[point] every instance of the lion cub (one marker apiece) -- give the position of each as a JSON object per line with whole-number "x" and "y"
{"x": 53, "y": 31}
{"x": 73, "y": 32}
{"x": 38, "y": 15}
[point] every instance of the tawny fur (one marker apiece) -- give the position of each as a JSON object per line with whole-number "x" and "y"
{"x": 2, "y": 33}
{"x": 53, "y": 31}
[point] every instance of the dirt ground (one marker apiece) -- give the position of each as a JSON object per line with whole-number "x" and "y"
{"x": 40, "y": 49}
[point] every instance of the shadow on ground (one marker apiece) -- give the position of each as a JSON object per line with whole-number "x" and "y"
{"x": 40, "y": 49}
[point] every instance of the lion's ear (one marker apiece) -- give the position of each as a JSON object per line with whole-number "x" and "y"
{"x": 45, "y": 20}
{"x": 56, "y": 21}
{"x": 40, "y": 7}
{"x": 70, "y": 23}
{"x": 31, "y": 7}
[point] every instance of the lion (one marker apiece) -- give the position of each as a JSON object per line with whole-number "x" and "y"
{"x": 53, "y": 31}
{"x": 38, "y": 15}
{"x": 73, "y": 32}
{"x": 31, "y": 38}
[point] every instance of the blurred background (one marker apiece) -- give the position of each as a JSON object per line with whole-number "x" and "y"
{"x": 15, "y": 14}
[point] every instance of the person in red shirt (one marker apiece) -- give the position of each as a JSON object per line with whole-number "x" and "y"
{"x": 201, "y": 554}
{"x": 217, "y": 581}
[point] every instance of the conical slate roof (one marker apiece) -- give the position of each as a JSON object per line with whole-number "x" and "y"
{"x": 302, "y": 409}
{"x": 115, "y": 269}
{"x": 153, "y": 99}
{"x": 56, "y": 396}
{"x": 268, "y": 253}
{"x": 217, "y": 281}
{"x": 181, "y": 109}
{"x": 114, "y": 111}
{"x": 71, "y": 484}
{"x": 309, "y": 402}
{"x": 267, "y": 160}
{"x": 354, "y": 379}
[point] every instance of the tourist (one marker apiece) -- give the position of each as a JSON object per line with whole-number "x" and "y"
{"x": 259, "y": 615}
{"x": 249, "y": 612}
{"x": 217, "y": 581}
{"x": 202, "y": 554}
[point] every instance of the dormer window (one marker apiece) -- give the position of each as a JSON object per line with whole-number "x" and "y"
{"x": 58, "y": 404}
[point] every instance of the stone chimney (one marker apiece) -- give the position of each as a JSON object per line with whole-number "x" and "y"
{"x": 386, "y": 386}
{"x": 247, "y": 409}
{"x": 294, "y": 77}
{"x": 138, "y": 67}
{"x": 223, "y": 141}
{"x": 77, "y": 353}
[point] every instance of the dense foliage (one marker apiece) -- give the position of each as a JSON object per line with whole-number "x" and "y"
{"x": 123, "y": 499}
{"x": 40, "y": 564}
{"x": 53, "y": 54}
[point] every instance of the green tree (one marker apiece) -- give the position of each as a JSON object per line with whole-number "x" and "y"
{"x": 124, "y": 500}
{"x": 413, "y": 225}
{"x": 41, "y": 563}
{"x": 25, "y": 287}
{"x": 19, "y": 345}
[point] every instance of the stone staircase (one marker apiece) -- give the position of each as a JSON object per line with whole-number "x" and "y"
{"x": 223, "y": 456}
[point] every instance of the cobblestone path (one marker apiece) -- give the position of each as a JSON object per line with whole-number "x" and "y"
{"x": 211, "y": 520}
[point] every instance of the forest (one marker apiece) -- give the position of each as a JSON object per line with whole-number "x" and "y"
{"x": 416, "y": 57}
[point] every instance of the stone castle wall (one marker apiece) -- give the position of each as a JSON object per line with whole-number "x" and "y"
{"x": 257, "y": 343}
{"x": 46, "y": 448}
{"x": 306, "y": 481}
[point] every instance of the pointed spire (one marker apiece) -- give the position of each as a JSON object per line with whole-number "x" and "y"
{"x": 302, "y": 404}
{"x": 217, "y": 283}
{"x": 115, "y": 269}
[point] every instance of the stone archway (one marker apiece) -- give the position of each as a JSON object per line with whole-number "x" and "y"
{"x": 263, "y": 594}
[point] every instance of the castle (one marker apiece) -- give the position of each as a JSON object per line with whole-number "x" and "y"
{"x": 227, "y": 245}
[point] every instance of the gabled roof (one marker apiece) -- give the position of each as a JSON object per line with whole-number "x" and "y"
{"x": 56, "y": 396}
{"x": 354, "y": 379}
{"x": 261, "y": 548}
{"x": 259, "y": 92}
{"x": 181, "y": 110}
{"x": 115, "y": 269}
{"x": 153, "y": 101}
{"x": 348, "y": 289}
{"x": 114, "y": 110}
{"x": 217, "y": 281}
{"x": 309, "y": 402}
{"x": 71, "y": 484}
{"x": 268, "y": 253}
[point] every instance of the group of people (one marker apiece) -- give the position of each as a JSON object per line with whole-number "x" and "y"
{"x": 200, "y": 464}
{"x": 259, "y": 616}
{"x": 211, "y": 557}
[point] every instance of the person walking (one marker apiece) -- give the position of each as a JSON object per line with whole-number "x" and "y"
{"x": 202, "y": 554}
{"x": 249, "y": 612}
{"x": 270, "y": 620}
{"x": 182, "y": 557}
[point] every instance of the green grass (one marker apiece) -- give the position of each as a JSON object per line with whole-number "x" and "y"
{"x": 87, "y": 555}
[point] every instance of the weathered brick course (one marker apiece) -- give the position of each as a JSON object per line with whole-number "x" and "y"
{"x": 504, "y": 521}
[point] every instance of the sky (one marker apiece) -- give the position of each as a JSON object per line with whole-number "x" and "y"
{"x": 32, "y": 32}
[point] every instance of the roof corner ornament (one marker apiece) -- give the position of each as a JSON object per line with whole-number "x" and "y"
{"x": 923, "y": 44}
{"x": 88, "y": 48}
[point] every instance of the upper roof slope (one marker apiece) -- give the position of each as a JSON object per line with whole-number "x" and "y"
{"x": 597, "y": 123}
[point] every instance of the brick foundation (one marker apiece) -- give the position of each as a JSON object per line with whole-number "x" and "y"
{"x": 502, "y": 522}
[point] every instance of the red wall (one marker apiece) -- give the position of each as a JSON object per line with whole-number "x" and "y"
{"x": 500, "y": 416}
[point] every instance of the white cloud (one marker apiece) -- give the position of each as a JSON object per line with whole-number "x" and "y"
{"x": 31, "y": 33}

:::::

What the task requires
Exactly as shown above, return every record.

Correct answer
[point] every instance of the lion cub (one marker apiece) -- give the position of each as a JSON object per line with whole-number "x" and "y"
{"x": 53, "y": 31}
{"x": 73, "y": 32}
{"x": 38, "y": 15}
[point] every instance of the tawny fur (one marker apiece) -- give the position of each as a JSON object per line with whole-number "x" and "y"
{"x": 2, "y": 33}
{"x": 53, "y": 31}
[point] every instance of the dirt ground (one marker apiece) -- give the position of each as a JSON object per line with whole-number "x" and "y"
{"x": 40, "y": 49}
[point] every instance of the shadow on ground (one marker apiece) -- give the position of each as a JSON object per line with whole-number "x" and "y"
{"x": 40, "y": 49}
[point] every instance of the lion's ear (one marker apiece) -- give the position of each as a JSON object per line with whole-number "x" and "y"
{"x": 45, "y": 20}
{"x": 56, "y": 21}
{"x": 40, "y": 7}
{"x": 70, "y": 23}
{"x": 31, "y": 7}
[point] every instance of the lion (one marker apiece) -- give the position of each as a JSON object per line with whole-number "x" and "y"
{"x": 53, "y": 31}
{"x": 38, "y": 15}
{"x": 73, "y": 32}
{"x": 31, "y": 38}
[point] every instance of the blurred background (one marker apiece) -- give the position of each as a JSON object per line with whole-number "x" and "y"
{"x": 15, "y": 14}
[point] every instance of the person in red shirt (one marker apiece) -- give the position of each as a JSON object per line with whole-number "x" and "y"
{"x": 201, "y": 554}
{"x": 217, "y": 581}
[point] every instance of the conical slate roof (one marker apiece) -- give the position of each as a JSON object per line with whole-number "x" and "y"
{"x": 302, "y": 409}
{"x": 115, "y": 269}
{"x": 153, "y": 99}
{"x": 56, "y": 396}
{"x": 268, "y": 253}
{"x": 217, "y": 281}
{"x": 181, "y": 109}
{"x": 114, "y": 111}
{"x": 71, "y": 484}
{"x": 309, "y": 402}
{"x": 267, "y": 160}
{"x": 354, "y": 379}
[point] every instance of the tourist (one marker apiece) -- give the position of each as a JSON object per line with whole-number "x" and "y"
{"x": 259, "y": 615}
{"x": 249, "y": 612}
{"x": 217, "y": 581}
{"x": 202, "y": 554}
[point] every instance of the dormer window (one marker apiece) -- give the position of each as a JSON object per line with whole-number "x" and "y"
{"x": 58, "y": 404}
[point] every instance of the stone chimney (one marker apiece) -- give the position of each as a JSON object per line with whole-number "x" and "y"
{"x": 386, "y": 386}
{"x": 247, "y": 409}
{"x": 294, "y": 77}
{"x": 138, "y": 67}
{"x": 223, "y": 141}
{"x": 77, "y": 353}
[point] every instance of the dense foliage (one marker apiece) -- give the position of each as a JSON object per line with whole-number "x" and "y"
{"x": 123, "y": 499}
{"x": 40, "y": 564}
{"x": 53, "y": 54}
[point] every instance of the green tree (one marker apiece) -- give the position of each as a JSON object per line with whole-number "x" and "y"
{"x": 124, "y": 500}
{"x": 413, "y": 225}
{"x": 41, "y": 563}
{"x": 25, "y": 287}
{"x": 19, "y": 345}
[point] every instance of the stone staircase (one marker apiece) -- give the position of each as a JSON object per line with whole-number "x" and "y"
{"x": 223, "y": 456}
[point] every instance of the cobblestone path (one marker apiece) -- give the position of each as a JSON object per line with whole-number "x" and "y"
{"x": 211, "y": 520}
[point] every instance of the forest (one marker apiece) -- give the position of each as a JSON object per line with whole-number "x" and "y"
{"x": 416, "y": 57}
[point] every instance of the stone castle wall (one marker apiece) -- give the position of each as a JSON object per line with whole-number "x" and "y"
{"x": 257, "y": 343}
{"x": 46, "y": 448}
{"x": 306, "y": 481}
[point] every instance of the pointed spire (one marker apiece) -- give the position of each as a JSON object per line with whole-number "x" and "y"
{"x": 302, "y": 404}
{"x": 217, "y": 283}
{"x": 115, "y": 269}
[point] every instance of the stone archway (one marker apiece) -- give the position of each as a JSON object per line with whole-number "x" and "y"
{"x": 263, "y": 594}
[point] every instance of the castle (one marker apiece) -- give the position of each as a JSON object per line with whole-number "x" and "y"
{"x": 227, "y": 245}
[point] every instance of the gabled roof (one marker apiece) -- give the position of each as a JSON object per line with whole-number "x" and "y"
{"x": 56, "y": 396}
{"x": 354, "y": 379}
{"x": 261, "y": 548}
{"x": 259, "y": 92}
{"x": 181, "y": 110}
{"x": 115, "y": 269}
{"x": 153, "y": 101}
{"x": 348, "y": 289}
{"x": 114, "y": 110}
{"x": 217, "y": 281}
{"x": 309, "y": 402}
{"x": 71, "y": 484}
{"x": 268, "y": 253}
[point] every instance of the group of people (one marker apiece) -- give the position of each as a JSON object per line with whole-number "x" and "y"
{"x": 200, "y": 464}
{"x": 259, "y": 616}
{"x": 211, "y": 557}
[point] every instance of the person walking (one marker apiece) -- give the position of each as a JSON object per line with whole-number "x" and "y"
{"x": 202, "y": 554}
{"x": 249, "y": 612}
{"x": 270, "y": 620}
{"x": 182, "y": 557}
[point] every instance of the green grass (one marker apiece) -- give the position of each as a JSON object per line with whole-number "x" and "y"
{"x": 87, "y": 555}
[point] every instance of the weathered brick course (one marker apiece) -- give the position of each as a JSON object per line with whole-number "x" and "y"
{"x": 504, "y": 521}
[point] every instance of the sky (one marker apiece) -- give the position of each as a JSON object per line with whole-number "x" and "y"
{"x": 32, "y": 32}
[point] every instance of the roof corner ornament (one marker apiece) -- give the position of each as a JSON object per line with whole-number "x" and "y"
{"x": 923, "y": 44}
{"x": 88, "y": 48}
[point] every instance of the upper roof slope (one marker apiece) -- give the position of each as a JSON object per line with whole-number "x" and "y"
{"x": 597, "y": 123}
[point] every instance of the brick foundation (one marker apiece) -- give the position of each as a JSON object per line with whole-number "x" and "y"
{"x": 502, "y": 522}
[point] every instance of the red wall (one marker apiece) -- give the position of each as a JSON object per line with whole-number "x" and "y"
{"x": 500, "y": 416}
[point] every instance of the white cloud (one marker apiece) -- give the position of each as a JSON object per line with whole-number "x" and "y"
{"x": 31, "y": 33}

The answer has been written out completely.